▼

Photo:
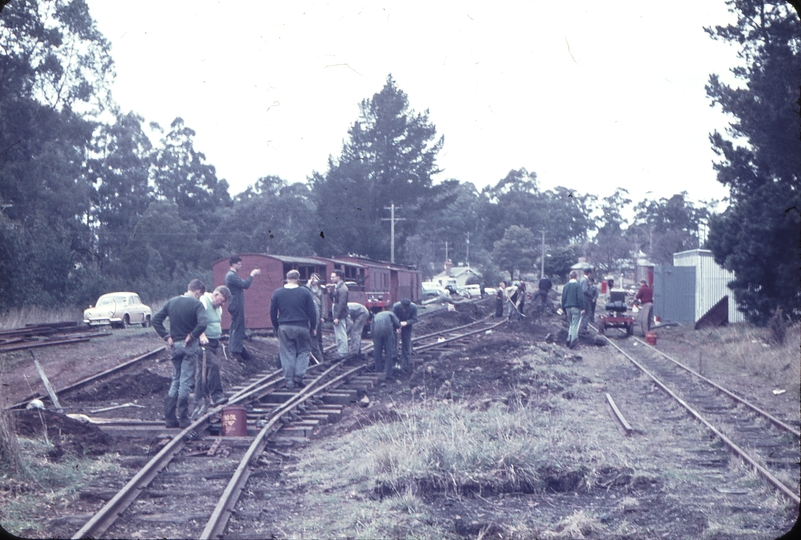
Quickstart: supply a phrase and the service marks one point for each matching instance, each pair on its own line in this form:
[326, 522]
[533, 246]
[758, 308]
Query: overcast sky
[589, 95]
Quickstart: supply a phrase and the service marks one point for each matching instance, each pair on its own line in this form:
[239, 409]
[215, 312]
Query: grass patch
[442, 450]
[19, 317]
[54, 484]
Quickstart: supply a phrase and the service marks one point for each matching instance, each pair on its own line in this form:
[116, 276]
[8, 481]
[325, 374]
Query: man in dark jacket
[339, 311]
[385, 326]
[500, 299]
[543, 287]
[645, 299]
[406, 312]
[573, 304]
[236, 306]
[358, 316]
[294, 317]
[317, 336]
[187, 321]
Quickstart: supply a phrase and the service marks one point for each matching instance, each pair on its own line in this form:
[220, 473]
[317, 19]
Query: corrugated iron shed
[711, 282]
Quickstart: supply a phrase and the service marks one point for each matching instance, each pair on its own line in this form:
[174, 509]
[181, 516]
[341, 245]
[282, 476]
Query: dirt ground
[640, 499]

▲

| Requirement |
From start to finish, output the listing exactly, but omit its pictures.

| Answer to the task |
Photo:
Quickstart: supply a phrase and the service marks one point for each matching instance, each pair on its own line in this form:
[326, 522]
[533, 246]
[758, 308]
Query: overcast sky
[589, 95]
Quickstart: supply a phrase and the service marks one point for each matching instance, each pair on its own line in this form:
[239, 409]
[215, 312]
Query: grass patch
[442, 450]
[19, 317]
[54, 484]
Quickstart: supply a phrase and the service marks one point for each matching instance, each pair on its own line in this form:
[116, 276]
[8, 481]
[325, 374]
Query: man in dark jacket
[339, 311]
[385, 326]
[500, 299]
[543, 287]
[645, 299]
[406, 312]
[573, 304]
[236, 306]
[358, 316]
[294, 317]
[317, 336]
[187, 321]
Quickstart: supply a phrase and the service marks one point for each matching instance, each pair on its own line in this form:
[220, 473]
[317, 19]
Query: corrugated iron shed
[711, 282]
Quickstart: supply a phrase and the service marks one point for each matching instance, each pair on its own line in this form:
[174, 509]
[181, 516]
[341, 245]
[282, 476]
Query: dirt ground
[640, 499]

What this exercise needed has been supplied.